DHS would also like to clarify that providing start date flexibility does not impact the beneficiary’s status when multiple petitions are filed but is a narrow revision codifying current practice that allows a later start date when there are multiple rounds of selection, and the petition filing window extends beyond October 1. As explained in the NPRM, other restrictions on the petition start date will remain in place, such as the requirement that a petition may not be filed earlier than 6 months before the date of actual need. See 8 CFR 214.2(h)(2)(i)(I).

Comment: A few commenters indicated that DHS should not allow more than one petition per beneficiary. A commenter requested that DHS provide, in regulation, a process that USCIS would allow only one petition per beneficiary to be filed at a time,

 

which would reduce the risk of multiple filings and prevent unnecessary use of USCIS resources. Under this process, if a petition is denied other than due to fraud or misrepresentation, a selected beneficiary could then pursue H-1B status through other employers that submitted registrations on their behalf. Another commenter noted that “allowing multiple petitions would result in unnecessary inefficiencies for both USCIS and petitioning employers.”

Response: With respect to the suggestion that DHS restrict the petition filing process to one total petition per beneficiary, DHS declines to make this change. Under current practice, the filing of multiple petitions for the same beneficiary has always been a possibility, and the beneficiary centric process is not designed to change this practice.

Section 214(g)(7) of the INA, 8 U.S.C. 1184(g)(7), specifically contemplates that more than one petition can be filed for a beneficiary (“Where multiple petitions are approved for 1 alien, that alien shall be counted only once”). Thus, such a limitation may not be consistent with that statute. DHS also acknowledges that there could be legitimate reasons for an individual to have more than one petition filed by different petitioners on their behalf.

================

## Required actions
A – Please reproduce the H-1B text word for word from "which would reduce" up to and including "change this practice.".
B – Check each statement against the H-1B text and answer yes or no, quoting the words that decide it: (i) DHS agreed to restrict the filing process to one petition per beneficiary. (ii) A petition may not be filed earlier than 6 months before the date of actual need. (iii) Under Section 214(g)(7) of the INA, an alien with multiple approved petitions is counted only once.
Use only the H-1B text and nothing else.

================

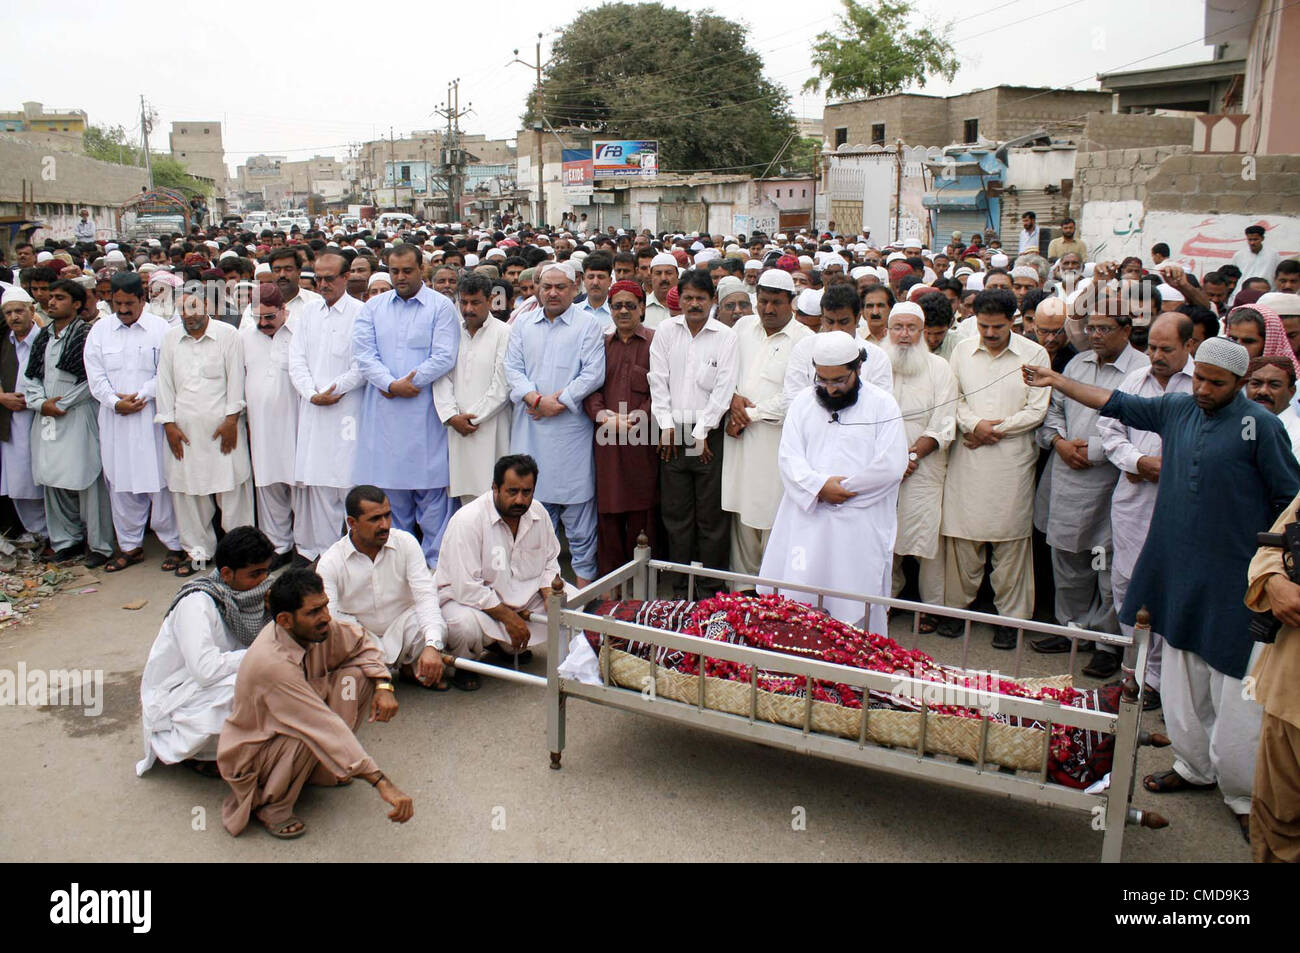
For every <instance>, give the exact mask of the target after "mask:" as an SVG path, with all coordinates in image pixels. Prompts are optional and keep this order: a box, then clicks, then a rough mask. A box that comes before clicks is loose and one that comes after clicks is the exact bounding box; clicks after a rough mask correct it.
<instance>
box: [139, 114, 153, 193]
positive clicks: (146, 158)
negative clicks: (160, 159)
mask: <svg viewBox="0 0 1300 953" xmlns="http://www.w3.org/2000/svg"><path fill="white" fill-rule="evenodd" d="M152 125H153V121H152V116H151V114H149V113H148V112H147V111H146V108H144V94H143V92H142V94H140V135H143V137H144V174H146V176H148V178H149V189H152V187H153V163H152V161H149V129H151V127H152Z"/></svg>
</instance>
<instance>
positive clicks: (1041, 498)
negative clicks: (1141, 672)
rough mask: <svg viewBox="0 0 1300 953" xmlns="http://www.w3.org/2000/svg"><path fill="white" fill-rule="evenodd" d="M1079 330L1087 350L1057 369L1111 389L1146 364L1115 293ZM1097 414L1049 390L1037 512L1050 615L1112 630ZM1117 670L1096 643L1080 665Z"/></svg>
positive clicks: (1059, 620) (1094, 410) (1110, 473)
mask: <svg viewBox="0 0 1300 953" xmlns="http://www.w3.org/2000/svg"><path fill="white" fill-rule="evenodd" d="M1084 332H1086V334H1087V335H1088V341H1089V343H1091V345H1092V350H1091V351H1084V352H1083V354H1080V355H1076V356H1075V358H1074V359H1073V360H1071V361H1070V363H1069V364H1067V365H1066V368H1065V371H1063V372H1062V373H1063V376H1065V377H1066V378H1069V380H1071V381H1079V382H1082V384H1088V385H1092V386H1097V387H1105V389H1106V390H1114V389H1117V387H1118V386H1119V385H1121V384H1123V381H1125V378H1126V377H1127V376H1128V374H1130V373H1132V372H1134V371H1138V369H1141V368H1145V367H1148V365H1149V364H1151V361H1149V360H1148V359H1147V356H1145V355H1144V354H1143V352H1141V351H1139V350H1138V348H1135V347H1132V345H1130V342H1128V338H1130V335H1131V334H1132V316H1131V315H1130V313H1128V309H1127V308H1126V307H1122V303H1121V302H1119V300H1117V299H1115V298H1112V296H1106V298H1104V299H1102V300H1100V302H1099V307H1097V308H1096V309H1095V311H1093V313H1092V315H1089V316H1088V319H1087V324H1086V326H1084ZM1097 419H1099V413H1097V411H1096V410H1093V408H1091V407H1087V406H1084V404H1082V403H1079V402H1078V400H1071V399H1070V398H1067V397H1065V394H1063V393H1061V391H1060V390H1054V391H1053V393H1052V403H1050V404H1049V406H1048V413H1047V417H1044V420H1043V426H1040V428H1039V430H1037V433H1036V439H1037V442H1039V446H1041V447H1047V449H1050V450H1053V451H1054V452H1056V458H1054V459H1052V462H1050V463H1049V464H1048V467H1049V473H1048V476H1047V477H1045V478H1044V480H1043V482H1041V484H1040V491H1039V494H1037V499H1036V504H1037V510H1039V512H1037V514H1036V515H1037V516H1039V520H1037V521H1039V523H1040V524H1041V525H1044V530H1045V533H1047V540H1048V545H1049V546H1050V547H1052V572H1053V576H1054V577H1056V618H1057V621H1058V623H1060V624H1061V625H1078V627H1079V628H1084V629H1095V631H1097V632H1114V633H1118V632H1119V623H1118V620H1117V618H1115V605H1114V598H1113V595H1112V590H1110V563H1112V554H1113V547H1112V537H1110V497H1112V493H1113V491H1114V489H1115V481H1117V480H1118V478H1119V472H1118V471H1117V469H1115V467H1114V465H1113V464H1112V463H1110V462H1109V460H1108V459H1106V456H1105V452H1104V450H1102V446H1101V434H1100V430H1099V429H1097ZM1043 488H1047V491H1045V493H1044V491H1043ZM1044 504H1045V512H1044ZM1032 646H1034V649H1035V650H1037V651H1044V653H1060V651H1070V640H1067V638H1065V637H1062V636H1049V637H1044V638H1039V640H1035V641H1034V642H1032ZM1118 670H1119V654H1118V651H1117V650H1115V649H1114V647H1113V646H1102V645H1099V646H1097V649H1096V651H1095V654H1093V657H1092V662H1091V663H1089V664H1088V666H1087V667H1086V668H1084V670H1083V671H1084V675H1088V676H1092V677H1096V679H1105V677H1110V676H1112V675H1114V673H1115V672H1117V671H1118Z"/></svg>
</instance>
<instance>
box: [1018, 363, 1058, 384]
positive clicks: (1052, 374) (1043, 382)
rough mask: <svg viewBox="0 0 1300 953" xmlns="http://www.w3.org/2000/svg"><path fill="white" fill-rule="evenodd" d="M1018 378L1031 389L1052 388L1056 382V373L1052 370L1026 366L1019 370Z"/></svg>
mask: <svg viewBox="0 0 1300 953" xmlns="http://www.w3.org/2000/svg"><path fill="white" fill-rule="evenodd" d="M1021 376H1022V377H1023V378H1024V382H1026V384H1027V385H1030V386H1031V387H1052V386H1054V385H1056V382H1057V372H1056V371H1053V369H1052V368H1040V367H1034V365H1032V364H1026V365H1024V367H1022V368H1021Z"/></svg>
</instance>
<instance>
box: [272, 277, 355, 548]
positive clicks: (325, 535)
mask: <svg viewBox="0 0 1300 953" xmlns="http://www.w3.org/2000/svg"><path fill="white" fill-rule="evenodd" d="M363 307H364V306H363V303H361V302H359V300H357V299H355V298H352V296H351V295H343V296H342V298H339V299H338V300H337V302H334V304H326V302H325V300H324V299H321V302H320V304H316V306H313V307H311V308H305V309H304V311H303V313H302V317H300V319H299V321H298V324H296V326H295V328H294V337H292V341H291V343H290V348H289V376H290V378H291V380H292V382H294V387H295V389H296V390H298V395H299V397H300V398H302V399H300V402H299V406H298V447H296V458H295V463H294V482H295V484H298V491H296V494H295V498H294V542H295V543H296V545H298V551H299V553H300V554H302V555H303V556H305V558H307V559H315V558H316V556H318V555H320V554H321V553H324V551H325V550H328V549H329V547H330V546H333V545H334V541H335V540H338V538H339V537H341V536H342V534H343V523H344V516H346V514H344V512H343V501H344V499H346V497H347V491H348V490H350V489H352V469H354V465H355V460H356V425H357V420H359V416H360V410H361V385H363V384H364V382H365V378H364V377H363V376H361V371H360V369H359V368H357V367H356V361H355V360H354V359H352V322H354V321H355V320H356V316H357V315H360V313H361V308H363ZM330 387H333V390H331V391H330V393H331V394H342V395H343V397H342V399H341V400H337V402H334V403H331V404H313V403H312V397H315V395H316V394H322V393H325V391H328V390H330Z"/></svg>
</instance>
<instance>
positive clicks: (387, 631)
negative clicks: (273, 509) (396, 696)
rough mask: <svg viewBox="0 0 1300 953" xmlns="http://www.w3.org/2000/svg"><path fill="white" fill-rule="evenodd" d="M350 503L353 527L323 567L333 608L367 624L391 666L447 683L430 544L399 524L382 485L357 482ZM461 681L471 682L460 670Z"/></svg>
mask: <svg viewBox="0 0 1300 953" xmlns="http://www.w3.org/2000/svg"><path fill="white" fill-rule="evenodd" d="M344 507H346V511H347V533H346V534H344V536H343V537H342V538H341V540H339V541H338V542H335V543H334V545H333V546H330V547H329V549H328V550H325V554H324V555H322V556H321V560H320V563H318V564H317V567H316V568H317V572H318V573H320V577H321V580H324V582H325V594H326V595H328V597H329V605H330V615H333V616H334V619H335V620H337V621H342V623H351V624H354V625H356V627H357V628H360V629H361V631H363V632H365V634H368V636H369V637H370V640H372V641H373V642H374V644H376V645H377V646H378V647H380V651H381V653H382V654H383V663H385V664H386V666H387V667H389V670H390V671H391V672H394V673H400V675H403V676H406V677H408V679H412V680H415V681H417V683H420V684H421V685H424V686H425V688H435V689H438V690H445V689H446V688H447V685H446V684H445V683H443V679H442V651H443V649H445V647H446V646H445V638H446V632H447V627H446V624H445V623H443V620H442V614H441V612H439V611H438V593H437V589H435V586H434V582H433V575H432V573H430V572H429V567H428V564H425V560H424V550H421V549H420V543H419V542H417V541H416V538H415V537H413V536H411V533H407V532H406V530H402V529H398V528H395V527H394V525H393V506H391V504H390V503H389V498H387V495H386V494H385V493H383V490H381V489H380V488H378V486H370V485H367V484H361V485H360V486H354V488H352V489H351V490H350V491H348V494H347V498H346V499H344ZM471 681H474V680H472V679H471ZM455 684H456V685H458V686H459V688H468V686H467V685H465V684H464V679H461V677H459V676H458V679H456V683H455ZM473 686H474V688H477V681H474V685H473Z"/></svg>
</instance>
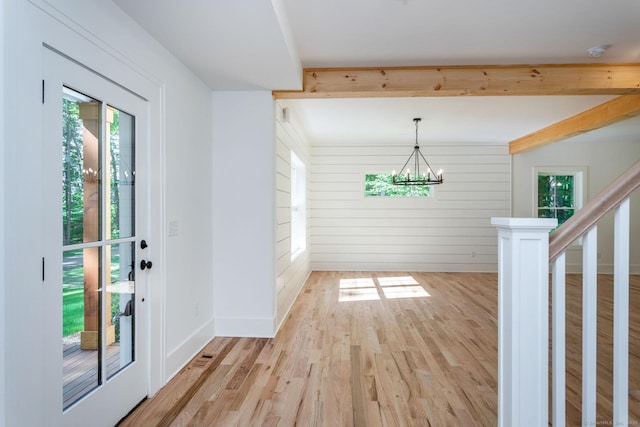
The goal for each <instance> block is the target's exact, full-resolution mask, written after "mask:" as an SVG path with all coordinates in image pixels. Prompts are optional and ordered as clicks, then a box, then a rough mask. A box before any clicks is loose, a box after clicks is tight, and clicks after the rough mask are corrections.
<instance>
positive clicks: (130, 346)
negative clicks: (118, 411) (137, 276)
mask: <svg viewBox="0 0 640 427" xmlns="http://www.w3.org/2000/svg"><path fill="white" fill-rule="evenodd" d="M107 251H109V252H110V253H111V256H110V257H109V258H108V259H109V260H110V264H111V265H110V271H111V277H110V279H109V280H110V285H109V286H108V287H107V306H108V307H110V312H111V316H110V318H109V319H107V379H108V378H110V377H111V376H112V375H114V374H115V373H117V372H118V371H119V370H120V369H122V368H124V367H125V366H127V365H128V364H129V363H131V362H133V360H134V348H133V342H134V341H133V334H134V331H135V328H134V327H133V325H134V324H135V298H134V296H135V280H134V271H135V268H134V265H135V258H134V257H135V245H134V243H133V242H131V243H120V244H118V245H111V246H107Z"/></svg>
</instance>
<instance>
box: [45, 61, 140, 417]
mask: <svg viewBox="0 0 640 427" xmlns="http://www.w3.org/2000/svg"><path fill="white" fill-rule="evenodd" d="M43 51H44V56H45V70H44V75H45V81H44V83H43V85H44V87H45V89H44V91H43V122H44V126H43V129H44V135H43V151H44V153H45V159H47V160H46V161H45V163H46V166H45V175H46V181H45V183H44V185H43V189H44V193H43V199H44V202H45V206H46V207H47V209H45V211H44V212H43V221H44V224H45V230H47V235H46V236H44V239H45V246H46V248H47V250H46V254H45V255H46V256H45V258H44V259H43V282H44V285H43V292H45V294H46V296H47V298H46V303H45V307H44V312H45V313H46V314H47V319H48V320H49V322H48V323H47V324H46V325H43V328H44V331H45V337H46V340H45V354H46V355H47V359H46V362H45V377H46V378H47V380H48V381H47V387H48V390H47V393H46V395H47V399H48V400H47V402H45V407H46V410H47V413H48V414H50V417H51V418H50V419H51V420H52V424H54V425H58V424H64V425H81V424H82V423H83V422H87V420H89V419H91V420H92V422H91V424H92V425H114V424H115V423H116V422H117V421H118V420H119V419H120V418H122V417H123V416H124V415H126V414H127V413H128V412H129V410H130V409H132V408H133V407H134V406H135V405H136V404H137V403H138V402H140V400H142V399H144V398H145V397H146V395H147V389H148V383H149V381H148V349H147V344H146V343H147V336H148V321H147V310H146V305H147V304H145V295H146V290H147V281H146V271H143V270H142V269H141V266H142V265H141V263H142V261H143V260H144V262H143V263H142V264H143V265H144V269H145V270H146V269H147V268H151V263H147V260H146V259H145V252H148V249H146V248H147V244H146V242H144V240H143V238H144V235H145V233H146V228H147V224H146V223H145V221H144V220H143V219H144V218H145V215H146V212H147V205H148V202H147V201H148V197H147V194H148V189H147V188H146V185H145V183H146V179H145V176H146V174H148V171H147V170H145V167H144V166H145V162H144V161H141V159H144V158H145V154H146V153H145V147H146V146H147V145H148V144H147V143H148V136H147V131H146V129H147V127H148V124H147V120H148V117H147V116H148V112H147V111H148V105H147V103H146V101H145V100H143V99H142V98H140V97H138V96H136V95H135V94H133V93H131V92H129V91H128V90H126V89H125V88H123V87H121V86H119V85H117V84H115V83H113V82H111V81H108V80H107V79H105V78H104V77H102V76H100V75H98V74H97V73H94V72H92V71H91V70H88V69H87V68H85V67H83V66H81V65H80V64H77V63H75V62H73V61H72V60H70V59H68V58H65V57H63V56H62V55H60V54H59V53H57V52H53V51H52V50H50V49H47V48H44V49H43Z"/></svg>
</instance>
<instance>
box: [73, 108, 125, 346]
mask: <svg viewBox="0 0 640 427" xmlns="http://www.w3.org/2000/svg"><path fill="white" fill-rule="evenodd" d="M119 113H120V112H119V111H118V110H114V114H113V123H111V125H110V129H109V132H110V140H111V144H110V147H109V153H110V159H111V161H110V165H109V166H110V168H111V170H110V174H109V175H110V183H109V185H110V194H111V200H110V203H109V205H110V215H111V227H110V235H109V236H107V237H108V238H111V239H117V238H119V237H120V233H119V212H118V208H119V205H120V203H119V182H118V177H119V167H120V166H119V165H120V120H119V118H120V114H119ZM62 120H63V121H62V137H63V138H62V144H63V146H62V225H63V226H62V230H63V244H64V245H73V244H78V243H83V241H84V237H83V222H84V218H83V215H84V200H83V199H84V188H83V187H84V183H83V179H84V177H83V138H82V134H83V124H82V119H81V118H80V108H79V104H78V102H77V101H75V100H73V99H66V98H65V99H63V104H62ZM99 176H100V175H99ZM64 258H65V261H66V262H65V265H64V267H63V281H62V282H63V285H62V299H63V306H62V307H63V308H62V310H63V325H62V334H63V336H68V335H71V334H74V333H77V332H79V331H82V330H84V269H83V261H82V250H81V249H79V250H76V251H66V252H65V253H64ZM111 270H112V271H111V281H112V282H114V281H117V280H118V277H119V255H118V254H117V253H116V254H114V255H113V256H112V260H111ZM119 302H120V295H119V294H112V296H111V316H112V315H113V313H117V312H119ZM116 330H117V329H116Z"/></svg>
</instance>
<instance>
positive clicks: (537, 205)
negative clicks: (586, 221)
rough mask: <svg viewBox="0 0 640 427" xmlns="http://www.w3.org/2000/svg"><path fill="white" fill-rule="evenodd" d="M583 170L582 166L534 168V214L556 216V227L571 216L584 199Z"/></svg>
mask: <svg viewBox="0 0 640 427" xmlns="http://www.w3.org/2000/svg"><path fill="white" fill-rule="evenodd" d="M584 171H585V168H582V167H580V168H576V167H565V168H558V167H538V168H535V169H534V182H535V192H534V193H535V194H534V198H535V203H534V205H535V206H534V209H535V213H534V214H535V216H536V217H538V218H557V219H558V227H559V226H560V225H562V224H563V223H564V222H565V221H567V220H568V219H569V218H571V216H573V214H574V213H576V211H577V210H578V209H580V208H581V207H582V202H583V200H584V188H585V185H584V182H583V176H584ZM552 231H553V230H552Z"/></svg>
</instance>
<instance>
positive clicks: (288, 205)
mask: <svg viewBox="0 0 640 427" xmlns="http://www.w3.org/2000/svg"><path fill="white" fill-rule="evenodd" d="M284 108H286V109H287V115H288V118H286V119H285V118H283V109H284ZM276 114H277V117H276V160H275V161H276V165H275V169H276V210H277V212H276V220H277V229H276V275H277V278H276V287H277V290H276V292H277V325H278V326H279V325H280V324H281V323H282V321H283V320H284V319H285V317H286V315H287V313H288V312H289V309H290V308H291V305H292V304H293V301H294V300H295V298H296V296H297V295H298V292H299V291H300V289H302V286H303V285H304V283H305V281H306V280H307V277H308V276H309V274H311V266H310V256H309V252H310V245H309V240H310V239H309V233H307V249H306V250H305V251H304V252H303V253H301V254H300V255H299V256H298V257H296V259H295V260H294V261H293V262H292V261H291V151H292V150H293V152H294V153H295V154H296V155H297V156H298V158H299V159H300V160H302V161H303V162H304V164H305V166H306V174H307V198H308V195H309V190H310V188H309V187H310V183H309V175H310V171H311V146H310V144H309V141H308V140H307V138H306V136H305V134H304V133H303V131H302V130H301V126H300V123H299V120H298V118H297V116H296V113H295V111H294V110H293V108H291V106H290V105H289V102H288V101H284V100H283V101H277V102H276ZM308 206H309V202H308V201H307V212H308ZM308 217H309V215H308V214H307V230H309V226H310V224H311V221H310V220H309V218H308Z"/></svg>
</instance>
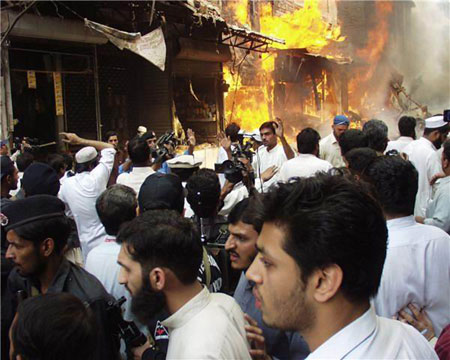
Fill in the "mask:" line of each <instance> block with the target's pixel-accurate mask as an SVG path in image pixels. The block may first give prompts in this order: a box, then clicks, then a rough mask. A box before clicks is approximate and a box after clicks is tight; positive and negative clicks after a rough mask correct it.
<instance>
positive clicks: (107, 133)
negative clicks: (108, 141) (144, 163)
mask: <svg viewBox="0 0 450 360" xmlns="http://www.w3.org/2000/svg"><path fill="white" fill-rule="evenodd" d="M111 136H119V135H118V134H117V131H114V130H109V131H108V132H107V133H106V135H105V138H106V141H108V140H109V138H110V137H111Z"/></svg>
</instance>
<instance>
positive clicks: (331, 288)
mask: <svg viewBox="0 0 450 360" xmlns="http://www.w3.org/2000/svg"><path fill="white" fill-rule="evenodd" d="M343 275H344V274H343V272H342V269H341V267H340V266H339V265H336V264H332V265H329V266H327V267H325V268H323V269H319V270H316V271H315V272H314V273H313V275H312V276H311V277H310V279H311V281H312V285H313V286H314V289H313V291H314V294H313V296H314V299H315V300H316V301H317V302H319V303H325V302H327V301H328V300H330V299H332V298H333V297H334V296H335V295H336V293H337V292H338V291H339V289H340V288H341V285H342V280H343ZM308 282H309V281H308Z"/></svg>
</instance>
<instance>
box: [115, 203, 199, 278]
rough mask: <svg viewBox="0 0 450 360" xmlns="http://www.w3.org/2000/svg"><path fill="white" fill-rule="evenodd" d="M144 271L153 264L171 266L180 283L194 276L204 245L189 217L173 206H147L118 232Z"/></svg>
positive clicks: (130, 253) (155, 266)
mask: <svg viewBox="0 0 450 360" xmlns="http://www.w3.org/2000/svg"><path fill="white" fill-rule="evenodd" d="M117 242H118V243H119V244H122V243H123V244H125V245H126V246H127V249H128V251H129V253H130V255H131V257H132V259H133V260H134V261H137V262H139V264H140V265H141V266H142V268H143V271H144V273H147V272H150V271H151V270H152V269H153V268H155V267H158V266H159V267H166V268H168V269H170V270H172V271H173V272H174V274H175V276H176V277H177V278H178V280H180V281H181V282H182V283H183V284H185V285H188V284H192V283H193V282H194V281H196V280H197V275H198V269H199V267H200V264H201V262H202V254H203V248H202V243H201V240H200V236H199V233H198V232H197V229H196V227H195V225H194V223H193V222H192V221H190V220H189V219H186V218H184V217H182V216H181V215H180V214H179V213H177V212H176V211H173V210H149V211H146V212H145V213H144V214H142V215H141V216H138V217H137V218H135V219H134V220H132V221H130V222H128V223H126V224H125V225H124V226H123V227H122V228H121V229H120V232H119V234H118V236H117Z"/></svg>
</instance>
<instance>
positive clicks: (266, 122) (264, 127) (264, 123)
mask: <svg viewBox="0 0 450 360" xmlns="http://www.w3.org/2000/svg"><path fill="white" fill-rule="evenodd" d="M262 129H271V130H272V132H273V133H274V134H275V122H274V121H266V122H264V123H263V124H262V125H261V126H260V127H259V131H261V130H262Z"/></svg>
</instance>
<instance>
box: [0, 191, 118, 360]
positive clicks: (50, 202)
mask: <svg viewBox="0 0 450 360" xmlns="http://www.w3.org/2000/svg"><path fill="white" fill-rule="evenodd" d="M64 210H65V206H64V203H63V202H62V201H61V200H59V199H58V198H56V197H54V196H50V195H35V196H31V197H29V198H25V199H23V200H16V201H13V202H11V203H10V204H9V205H8V206H6V207H5V208H4V209H2V212H3V214H2V219H1V223H2V227H3V228H4V230H5V232H6V239H7V242H8V249H7V252H6V258H7V259H10V260H12V261H13V262H14V265H15V269H14V270H13V271H12V272H11V274H10V276H9V278H8V283H7V290H6V295H5V296H6V298H5V301H4V302H3V303H2V315H3V316H2V323H3V322H4V321H5V322H6V324H5V325H6V326H5V327H3V326H2V328H3V329H4V328H8V327H9V325H10V324H11V322H12V319H13V317H14V314H15V313H16V309H17V304H18V299H17V294H18V293H20V292H23V293H25V294H26V295H27V296H35V295H38V294H46V293H49V294H55V293H62V292H67V293H70V294H73V295H75V296H76V297H78V298H79V299H80V300H81V301H84V302H86V303H88V304H89V305H90V307H91V309H92V311H93V312H94V314H95V318H96V321H97V325H98V326H99V331H98V333H97V337H96V342H97V343H98V345H99V346H98V349H97V352H96V354H95V359H117V358H118V341H117V337H116V336H114V334H113V332H112V331H111V329H110V324H109V321H108V318H107V316H106V305H107V302H108V301H110V300H113V298H112V297H111V296H110V295H109V294H108V293H107V292H106V291H105V289H104V287H103V286H102V285H101V283H100V282H99V281H98V280H97V279H96V278H95V277H94V276H92V275H91V274H89V273H88V272H87V271H86V270H84V269H82V268H80V267H78V266H77V265H74V264H73V263H71V262H70V261H68V260H66V259H65V258H64V253H63V252H64V247H65V245H66V243H67V238H68V236H69V233H70V223H69V221H68V219H67V217H66V216H65V214H64ZM2 325H3V324H2ZM2 345H3V344H2ZM78 345H79V346H82V344H78Z"/></svg>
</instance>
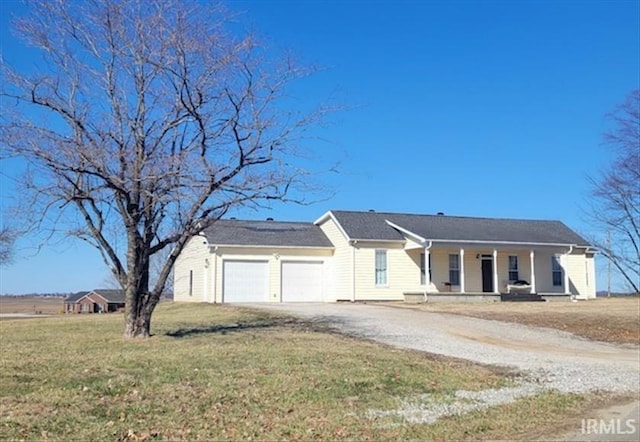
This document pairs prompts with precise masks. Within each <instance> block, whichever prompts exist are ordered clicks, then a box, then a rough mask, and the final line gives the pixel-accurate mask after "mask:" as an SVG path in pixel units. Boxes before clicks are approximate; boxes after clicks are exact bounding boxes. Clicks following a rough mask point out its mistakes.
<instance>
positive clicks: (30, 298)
mask: <svg viewBox="0 0 640 442" xmlns="http://www.w3.org/2000/svg"><path fill="white" fill-rule="evenodd" d="M63 309H64V298H63V297H54V296H46V297H45V296H0V313H4V314H6V313H24V314H31V315H35V314H39V315H58V314H61V313H62V312H63V311H64V310H63Z"/></svg>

================

## Your written answers
A –
which would reduce the risk of multiple filings and prevent unnecessary use of USCIS resources. Under this process, if a petition is denied other than due to fraud or misrepresentation, a selected beneficiary could then pursue H-1B status through other employers that submitted registrations on their behalf. Another commenter noted that “allowing multiple petitions would result in unnecessary inefficiencies for both USCIS and petitioning employers.”

Response: With respect to the suggestion that DHS restrict the petition filing process to one total petition per beneficiary, DHS declines to make this change. Under current practice, the filing of multiple petitions for the same beneficiary has always been a possibility, and the beneficiary centric process is not designed to change this practice.

B –
(i) No: "DHS declines to make this change."
(ii) Yes: "the requirement that a petition may not be filed earlier than 6 months before the date of actual need"
(iii) Yes: "Where multiple petitions are approved for 1 alien, that alien shall be counted only once"